◆ **Given passage**
━━━━━━━━━━

My Journey with Depression: Mental Health Professional, Ketamine Patient, and Survivor
I’m not sure when it began. Sometime in my early years, I sensed it: a lurking, a foreboding, a deep sadness. Then adolescence hit and “it” became a constant, dark presence. I slowly lost the ability to feel joy, happiness, gratitude, or being connected to others. I looked around and saw others engaged, laughing, succeeding. I thought, “Do people really feel those ‘good’ feelings? They must. Something is wrong with me.” Thus began my life long battle with depression. It became my constant companion, my worst enemy, my life taker.
The depressive thoughts and feelings developed rapidly. I was powerless against the ongoing barrage and intensity of them. “I’m worthless, unworthy, stupid, hopeless,” etc., etc., was on endless repeat. Obsessions began; debilitating ones. Anorexia and later, bulimia. Food was something I found I could control. The only thing. It helped me cope with a monster I had no conscious awareness I was fighting.
My first trip to a psychiatrist was at age 19. He was a kind, warm, and intelligent man. I was introduced to therapy and an “anti-depressant” medication. The medication helped for a long while. I began feeling less despair, but I also began to feel…nothing. Numbness. At that point, I was okay with numb. The thoughts and feelings were less. I reasoned this was just the trade-off.
Then out of nowhere came the suicidal thoughts. Strong, fast, unrelenting. With the help of my family and psychiatrist, I made it through. However, I didn’t see this as a triumph. My “truth” became “I am a horrible, selfish, ‘drama queen.’” I believed I had created all of this, and it was all my fault.
Life went on, I graduated from college, completed a teacher’s certification program, got married, and had two beautiful kids. I was able to handle life but I never felt connected to life and always experiencing the underlying feeling that I was flawed, and that I had chosen to be this way. “I could change,” I thought. I just needed more willpower, more self-discipline, more exercise, to eat better, to sleep better, to be more grateful, I needed God, I needed supplements, I needed to get off all medication. On and on went my thoughts and advice of well-meaning friends.
I slowly began to slip. I sought help from different psychiatrists, therapists: changing medications, changing diagnoses. Some medications helped for a while but nothing long term. The older I got, the darker and foggier life became. Not only was I battling depression, I was introduced to guilt, shame, obsessive worries, and uncontrollable ruminating thoughts.
There are no words to describe the pain. It was a toxic combination of the mental anguish, emotional despair, debilitating anxiety, physical pain, the inability to think straight, but above all else, the loss of hope. That was the worst. The never-ending hopelessness was my personal version of hell. And yet, I still went through life. I was on yet another antidepressant. I made it through graduate school with all but one ‘A’, I was now a single parent, I found faith in someone greater then myself. Even with all these wonderful accomplishments, I still felt empty, alone, and in constant despair.

━━━━━━━━━━

◆ **Data listing**
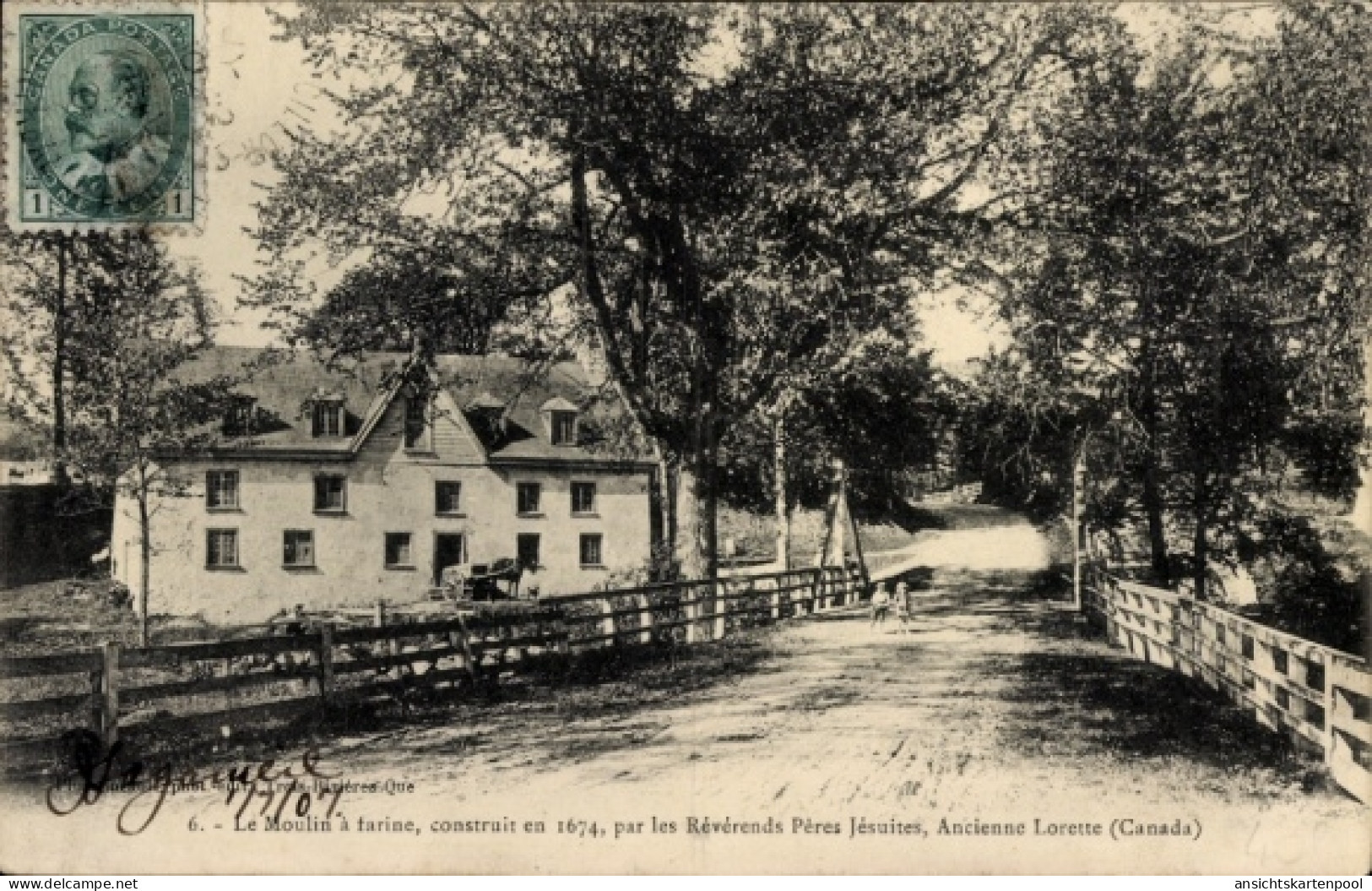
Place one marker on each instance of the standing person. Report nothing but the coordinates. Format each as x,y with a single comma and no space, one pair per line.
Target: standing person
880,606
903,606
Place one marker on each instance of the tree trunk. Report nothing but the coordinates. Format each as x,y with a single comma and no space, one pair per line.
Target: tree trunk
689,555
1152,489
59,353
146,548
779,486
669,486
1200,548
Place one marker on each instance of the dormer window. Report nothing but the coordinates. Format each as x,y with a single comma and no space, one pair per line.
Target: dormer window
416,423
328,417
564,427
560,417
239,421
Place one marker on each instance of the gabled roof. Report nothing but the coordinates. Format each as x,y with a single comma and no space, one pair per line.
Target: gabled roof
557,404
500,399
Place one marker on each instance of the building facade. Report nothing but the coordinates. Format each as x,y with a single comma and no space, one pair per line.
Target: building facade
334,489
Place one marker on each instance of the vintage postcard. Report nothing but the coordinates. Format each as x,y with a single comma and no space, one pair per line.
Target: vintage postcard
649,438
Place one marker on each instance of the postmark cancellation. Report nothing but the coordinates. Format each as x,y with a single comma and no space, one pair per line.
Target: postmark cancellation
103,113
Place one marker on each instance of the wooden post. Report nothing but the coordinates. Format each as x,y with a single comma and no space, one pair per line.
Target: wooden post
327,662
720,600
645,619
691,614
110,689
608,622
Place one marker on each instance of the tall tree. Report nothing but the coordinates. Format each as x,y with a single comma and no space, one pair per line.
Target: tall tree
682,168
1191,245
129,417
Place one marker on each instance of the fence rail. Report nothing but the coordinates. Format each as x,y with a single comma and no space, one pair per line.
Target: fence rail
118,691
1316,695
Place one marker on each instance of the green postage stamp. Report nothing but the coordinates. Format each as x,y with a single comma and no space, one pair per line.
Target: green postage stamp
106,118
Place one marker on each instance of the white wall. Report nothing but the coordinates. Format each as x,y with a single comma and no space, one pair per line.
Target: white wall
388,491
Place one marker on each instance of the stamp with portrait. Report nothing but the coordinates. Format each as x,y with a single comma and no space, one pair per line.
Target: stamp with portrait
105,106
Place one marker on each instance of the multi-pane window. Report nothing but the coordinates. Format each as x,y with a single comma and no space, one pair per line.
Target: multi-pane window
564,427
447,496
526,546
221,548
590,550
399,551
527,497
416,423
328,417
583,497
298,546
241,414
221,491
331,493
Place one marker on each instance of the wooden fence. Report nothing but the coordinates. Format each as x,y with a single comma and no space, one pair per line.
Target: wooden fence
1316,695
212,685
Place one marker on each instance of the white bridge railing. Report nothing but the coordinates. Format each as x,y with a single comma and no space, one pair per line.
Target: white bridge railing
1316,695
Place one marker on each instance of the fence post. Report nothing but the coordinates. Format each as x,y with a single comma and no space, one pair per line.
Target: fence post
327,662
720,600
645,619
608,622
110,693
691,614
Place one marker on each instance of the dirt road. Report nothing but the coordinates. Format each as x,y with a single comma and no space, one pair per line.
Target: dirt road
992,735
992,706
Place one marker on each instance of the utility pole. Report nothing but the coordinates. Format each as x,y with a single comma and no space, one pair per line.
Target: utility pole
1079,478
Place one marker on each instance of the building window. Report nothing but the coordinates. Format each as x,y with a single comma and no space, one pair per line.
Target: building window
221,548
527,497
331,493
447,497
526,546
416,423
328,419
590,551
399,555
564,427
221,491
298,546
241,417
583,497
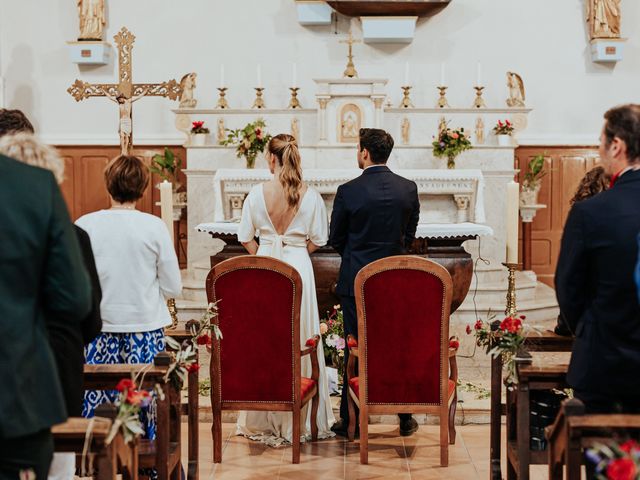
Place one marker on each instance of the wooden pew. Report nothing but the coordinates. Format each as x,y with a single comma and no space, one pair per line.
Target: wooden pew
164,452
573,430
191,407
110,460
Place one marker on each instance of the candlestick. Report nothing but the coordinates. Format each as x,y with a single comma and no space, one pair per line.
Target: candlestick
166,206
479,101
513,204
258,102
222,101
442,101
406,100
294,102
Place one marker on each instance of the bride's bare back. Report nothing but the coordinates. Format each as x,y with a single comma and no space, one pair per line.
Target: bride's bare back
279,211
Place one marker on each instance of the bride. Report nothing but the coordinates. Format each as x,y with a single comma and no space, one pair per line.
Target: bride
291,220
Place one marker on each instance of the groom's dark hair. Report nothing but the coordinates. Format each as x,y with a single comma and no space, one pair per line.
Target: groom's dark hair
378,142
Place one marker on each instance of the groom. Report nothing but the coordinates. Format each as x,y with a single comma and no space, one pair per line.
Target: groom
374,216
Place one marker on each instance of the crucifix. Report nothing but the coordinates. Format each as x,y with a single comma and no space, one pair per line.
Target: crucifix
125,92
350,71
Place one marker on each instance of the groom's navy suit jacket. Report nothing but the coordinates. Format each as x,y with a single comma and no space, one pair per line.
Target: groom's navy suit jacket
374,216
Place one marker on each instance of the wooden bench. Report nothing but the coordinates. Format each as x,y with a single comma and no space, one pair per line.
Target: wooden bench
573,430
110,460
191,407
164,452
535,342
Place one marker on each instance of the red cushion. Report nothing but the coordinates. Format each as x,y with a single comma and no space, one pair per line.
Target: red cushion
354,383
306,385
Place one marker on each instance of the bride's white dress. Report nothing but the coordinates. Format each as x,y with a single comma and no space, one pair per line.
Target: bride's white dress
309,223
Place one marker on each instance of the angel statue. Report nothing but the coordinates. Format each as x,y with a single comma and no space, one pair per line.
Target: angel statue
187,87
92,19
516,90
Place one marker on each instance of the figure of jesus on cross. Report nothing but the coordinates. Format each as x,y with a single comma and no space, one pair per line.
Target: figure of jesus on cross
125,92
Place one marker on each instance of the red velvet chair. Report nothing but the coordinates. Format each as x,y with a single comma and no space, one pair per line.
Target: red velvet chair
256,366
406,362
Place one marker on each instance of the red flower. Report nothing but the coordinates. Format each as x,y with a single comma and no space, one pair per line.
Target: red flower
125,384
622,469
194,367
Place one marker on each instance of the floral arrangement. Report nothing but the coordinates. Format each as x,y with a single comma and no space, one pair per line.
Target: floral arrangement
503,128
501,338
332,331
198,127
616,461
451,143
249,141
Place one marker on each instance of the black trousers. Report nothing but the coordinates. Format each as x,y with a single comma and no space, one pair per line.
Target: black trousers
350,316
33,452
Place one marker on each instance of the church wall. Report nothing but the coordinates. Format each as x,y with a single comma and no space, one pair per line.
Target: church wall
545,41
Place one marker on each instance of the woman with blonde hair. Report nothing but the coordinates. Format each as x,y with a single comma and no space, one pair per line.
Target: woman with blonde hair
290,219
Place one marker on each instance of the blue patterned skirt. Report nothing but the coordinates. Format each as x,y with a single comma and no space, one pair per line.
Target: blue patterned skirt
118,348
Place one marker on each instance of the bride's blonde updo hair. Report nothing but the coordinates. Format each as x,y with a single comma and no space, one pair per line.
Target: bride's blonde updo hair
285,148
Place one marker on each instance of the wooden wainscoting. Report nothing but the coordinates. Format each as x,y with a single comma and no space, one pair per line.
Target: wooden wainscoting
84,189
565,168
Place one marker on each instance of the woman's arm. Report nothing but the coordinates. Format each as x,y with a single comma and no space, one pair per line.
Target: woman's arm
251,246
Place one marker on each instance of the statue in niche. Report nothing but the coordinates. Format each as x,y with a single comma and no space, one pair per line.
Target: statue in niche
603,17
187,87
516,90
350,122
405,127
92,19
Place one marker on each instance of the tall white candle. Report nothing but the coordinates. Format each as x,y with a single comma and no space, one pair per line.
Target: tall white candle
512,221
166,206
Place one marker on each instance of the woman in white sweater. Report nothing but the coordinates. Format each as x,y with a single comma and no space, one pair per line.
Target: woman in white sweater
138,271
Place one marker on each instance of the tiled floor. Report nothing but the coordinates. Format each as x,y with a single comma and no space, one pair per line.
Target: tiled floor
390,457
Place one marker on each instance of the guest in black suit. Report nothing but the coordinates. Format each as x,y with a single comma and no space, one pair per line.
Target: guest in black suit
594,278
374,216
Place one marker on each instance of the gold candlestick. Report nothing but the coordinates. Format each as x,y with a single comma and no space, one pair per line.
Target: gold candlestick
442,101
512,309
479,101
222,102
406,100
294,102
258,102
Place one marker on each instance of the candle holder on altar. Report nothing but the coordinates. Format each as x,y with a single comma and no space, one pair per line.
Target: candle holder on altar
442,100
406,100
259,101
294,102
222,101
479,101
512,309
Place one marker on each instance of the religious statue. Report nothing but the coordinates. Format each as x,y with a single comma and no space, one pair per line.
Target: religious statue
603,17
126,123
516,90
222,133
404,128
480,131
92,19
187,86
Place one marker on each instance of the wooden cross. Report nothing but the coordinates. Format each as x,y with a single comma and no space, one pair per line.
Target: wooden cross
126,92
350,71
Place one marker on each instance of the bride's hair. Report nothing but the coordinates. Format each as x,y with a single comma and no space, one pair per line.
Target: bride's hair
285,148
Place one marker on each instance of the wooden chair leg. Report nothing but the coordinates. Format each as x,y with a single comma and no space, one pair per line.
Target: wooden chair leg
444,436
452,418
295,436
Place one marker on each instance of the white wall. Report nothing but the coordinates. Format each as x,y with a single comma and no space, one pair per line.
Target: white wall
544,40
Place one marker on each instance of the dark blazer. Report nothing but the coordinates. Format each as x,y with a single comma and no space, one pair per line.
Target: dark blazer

━━━━━━━━━━

◆ **Work instructions**
A. In the depression account, the narrator quotes a thought that was "on endless repeat." List each self-description that quoted thought contains.
B. Return the passage of the depression account starting at "Then out of" and ending at "of well-meaning friends.".

◆ **Results in order**
A. worthless, unworthy, stupid, hopeless

B.
Then out of nowhere came the suicidal thoughts. Strong, fast, unrelenting. With the help of my family and psychiatrist, I made it through. However, I didn’t see this as a triumph. My “truth” became “I am a horrible, selfish, ‘drama queen.’” I believed I had created all of this, and it was all my fault.
Life went on, I graduated from college, completed a teacher’s certification program, got married, and had two beautiful kids. I was able to handle life but I never felt connected to life and always experiencing the underlying feeling that I was flawed, and that I had chosen to be this way. “I could change,” I thought. I just needed more willpower, more self-discipline, more exercise, to eat better, to sleep better, to be more grateful, I needed God, I needed supplements, I needed to get off all medication. On and on went my thoughts and advice of well-meaning friends.